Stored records

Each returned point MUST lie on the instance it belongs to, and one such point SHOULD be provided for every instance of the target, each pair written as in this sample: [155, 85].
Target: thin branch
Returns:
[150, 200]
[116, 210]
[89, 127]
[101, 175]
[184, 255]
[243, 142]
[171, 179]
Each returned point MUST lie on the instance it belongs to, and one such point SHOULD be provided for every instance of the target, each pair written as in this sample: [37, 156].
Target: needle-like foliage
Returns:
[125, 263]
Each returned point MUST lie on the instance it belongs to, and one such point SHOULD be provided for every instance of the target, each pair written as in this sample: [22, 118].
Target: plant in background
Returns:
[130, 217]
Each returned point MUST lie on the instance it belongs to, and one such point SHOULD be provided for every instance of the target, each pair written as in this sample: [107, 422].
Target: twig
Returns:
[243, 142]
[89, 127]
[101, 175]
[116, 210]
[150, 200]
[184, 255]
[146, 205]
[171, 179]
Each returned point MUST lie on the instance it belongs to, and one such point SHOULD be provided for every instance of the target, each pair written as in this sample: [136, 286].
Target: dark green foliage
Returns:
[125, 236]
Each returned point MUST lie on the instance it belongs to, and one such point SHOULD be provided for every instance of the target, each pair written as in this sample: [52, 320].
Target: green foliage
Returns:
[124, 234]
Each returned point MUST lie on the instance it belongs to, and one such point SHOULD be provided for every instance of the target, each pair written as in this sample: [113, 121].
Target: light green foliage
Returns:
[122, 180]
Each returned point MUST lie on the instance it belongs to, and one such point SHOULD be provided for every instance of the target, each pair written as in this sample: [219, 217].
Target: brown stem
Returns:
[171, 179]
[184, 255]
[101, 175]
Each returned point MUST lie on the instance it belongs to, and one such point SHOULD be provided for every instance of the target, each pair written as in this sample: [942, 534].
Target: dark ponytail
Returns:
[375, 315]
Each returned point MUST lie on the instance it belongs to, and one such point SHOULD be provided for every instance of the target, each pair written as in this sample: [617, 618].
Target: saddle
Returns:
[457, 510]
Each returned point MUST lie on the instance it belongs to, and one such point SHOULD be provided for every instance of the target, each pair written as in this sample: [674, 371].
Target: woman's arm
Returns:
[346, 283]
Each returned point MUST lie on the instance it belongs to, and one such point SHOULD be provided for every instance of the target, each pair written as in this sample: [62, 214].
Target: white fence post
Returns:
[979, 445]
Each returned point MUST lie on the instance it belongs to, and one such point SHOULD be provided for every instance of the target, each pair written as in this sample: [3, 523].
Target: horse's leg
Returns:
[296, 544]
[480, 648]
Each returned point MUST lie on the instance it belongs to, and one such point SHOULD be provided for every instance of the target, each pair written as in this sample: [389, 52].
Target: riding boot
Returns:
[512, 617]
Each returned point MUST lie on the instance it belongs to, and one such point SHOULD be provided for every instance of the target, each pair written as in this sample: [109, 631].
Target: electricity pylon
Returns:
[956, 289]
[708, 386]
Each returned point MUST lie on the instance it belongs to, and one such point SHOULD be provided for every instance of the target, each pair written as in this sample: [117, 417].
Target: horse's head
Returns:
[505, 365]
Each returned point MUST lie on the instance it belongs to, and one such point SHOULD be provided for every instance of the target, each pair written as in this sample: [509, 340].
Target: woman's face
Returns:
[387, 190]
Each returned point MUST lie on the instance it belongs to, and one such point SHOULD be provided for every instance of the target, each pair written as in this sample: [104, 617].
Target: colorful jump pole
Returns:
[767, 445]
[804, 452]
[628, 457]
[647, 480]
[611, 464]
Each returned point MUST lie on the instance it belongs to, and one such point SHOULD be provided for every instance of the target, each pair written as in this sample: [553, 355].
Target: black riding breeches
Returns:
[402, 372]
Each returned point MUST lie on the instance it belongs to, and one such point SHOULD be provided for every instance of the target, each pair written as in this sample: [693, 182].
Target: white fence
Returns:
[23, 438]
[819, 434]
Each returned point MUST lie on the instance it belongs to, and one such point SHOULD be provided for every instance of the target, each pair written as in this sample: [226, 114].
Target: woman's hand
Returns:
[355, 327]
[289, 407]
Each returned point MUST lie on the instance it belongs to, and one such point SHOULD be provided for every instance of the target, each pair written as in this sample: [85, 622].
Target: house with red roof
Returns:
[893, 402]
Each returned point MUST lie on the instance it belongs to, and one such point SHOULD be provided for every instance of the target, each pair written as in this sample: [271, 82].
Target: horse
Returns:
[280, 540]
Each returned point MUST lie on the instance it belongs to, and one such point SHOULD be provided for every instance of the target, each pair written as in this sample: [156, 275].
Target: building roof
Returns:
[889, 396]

__REQUIRED WORK__
Repeat all the lines above word for word.

__PROBLEM SOLUTION__
Each returned point MUST lie on the instance it belongs to, and one such point SHOULD be provided for every instance of the target, each pair written as in this sample: [155, 85].
Target: thin branch
Returns:
[150, 200]
[116, 210]
[89, 127]
[101, 175]
[184, 255]
[243, 142]
[171, 179]
Each returned point MUST lie on the instance it belongs to, and one such point SHOULD be provided for every instance of the target, each pair written as in this sample: [37, 156].
Target: needle-like foliage
Returns:
[125, 263]
Each returned point MUST lie on the instance it belongs to, and one such point SHOULD be provided for every instance of the target, each pair written as in this sample: [22, 118].
Target: plant in background
Returns:
[130, 217]
Each returned point MUST lie on the instance it belongs to, and one such point SHOULD be provided for every instance of the target, each pair written as in this sample: [107, 422].
Target: twig
Returns:
[243, 142]
[89, 127]
[101, 175]
[116, 210]
[150, 200]
[184, 255]
[146, 205]
[171, 179]
Each returned point MUST lie on the instance it belongs to, and one such point SHOULD be provided for every instance of the target, each pair written as in this sample: [136, 286].
Target: dark green foliage
Returns:
[125, 236]
Each returned point MUST lie on the instance it belongs to, and one such point SHOULD be provided for every instance of the target, each pair written as in this sample: [52, 320].
Target: green foliage
Returns:
[124, 234]
Each returned point MUST lie on the instance it belongs to, and one such point SHOULD be provided for every instance of the target, each pair written as in this sample: [113, 121].
Target: light green foliage
Returns:
[122, 180]
Each returned point MUST lie on the instance it belongs to, and one such point SHOULD be provided for every instance of the target, each pair written as in this sample: [219, 217].
Target: brown stem
Returns:
[171, 179]
[184, 255]
[101, 175]
Each returned point MUST lie on the instance it belongs to, and one such point SHOULD be provided for every instance of the target, each pair written as in this sample: [942, 534].
Target: dark ponytail
Returns:
[375, 315]
Each returned point MUST lie on the instance it belongs to, and one such point SHOULD be provided for every instance of the target, each pair written as in this sample: [617, 618].
Target: saddle
Returns:
[457, 510]
Each returned point MUST lie on the instance it belongs to, and one such point SHOULD be provided for every instance of the target, each pair written as in this sample: [674, 371].
Target: woman's arm
Returns:
[346, 283]
Each returned point MUST lie on the instance it belongs to, and one such point SHOULD be provided for every instance of the target, each pair written as in this sample: [62, 214].
Target: white fence post
Returns:
[979, 445]
Each returned point MUST lie on the instance it belongs to, and one such point SHOULD be provided for every instance of the target, each pair written as in this sample: [3, 523].
Target: horse's leg
Returns:
[296, 544]
[480, 648]
Each returned point MUST lie on the instance it belongs to, and one such point SHOULD be provided for every instance of the target, each pair written as in this sample: [389, 52].
Target: riding boot
Returns:
[512, 617]
Each returned point MUST lie on the instance it belongs to, and one such point SHOULD be provided for every instance of the target, each pair written as in this sample: [109, 631].
Target: electricity pylon
Returns:
[956, 289]
[708, 386]
Each returned point MUST lie on the instance it belongs to, and one such point SHOULD be provided for every instance of the target, each pair written as in this sample: [117, 417].
Target: horse's head
Returns:
[505, 365]
Each returned point MUST lie on the instance it belongs to, and one such point SHOULD be provided for every instance of the target, each pair written as in this sample: [509, 340].
Target: woman's face
Returns:
[387, 190]
Each returned point MUST lie on the instance it belongs to, and one such point SHOULD be provided for every instance of the target, each pair written as in this sample: [104, 617].
Target: colorful jump pole
Returns:
[767, 445]
[804, 452]
[628, 457]
[647, 480]
[611, 464]
Each returned point MUST lie on the instance it belongs to, and one such point SHOULD be provided for every instance of the target, each pair written as in this sample: [553, 355].
Target: black riding breeches
Returns:
[402, 372]
Each returned point MUST lie on the instance it belongs to, and one such point SHOULD be provided for every instance of the target, each pair written as in this sample: [693, 182].
Target: white fence
Returns:
[23, 438]
[819, 434]
Each returned point MUST lie on the instance it belongs to, and one such point SHOULD be provided for every instance of the target, each pair written as in this sample: [226, 114].
Target: woman's hand
Returns:
[355, 327]
[289, 407]
Each returned point MUST lie on the instance it belongs to, and one such point SHOULD be provided for every instance of the target, each pair written as in this sample: [85, 622].
Target: house with red roof
Returns:
[893, 402]
Each returned point MUST lie on the instance it belongs to, and one such point SHOULD be provided for every instance of the target, each pair written as in this sample: [271, 82].
Target: horse
Returns:
[280, 540]
Each returned point MUST lie on the instance it belongs to, and one such point SHOULD be provided for every instance of the target, each pair written as in this sample: [156, 275].
Target: building roof
Returns:
[889, 396]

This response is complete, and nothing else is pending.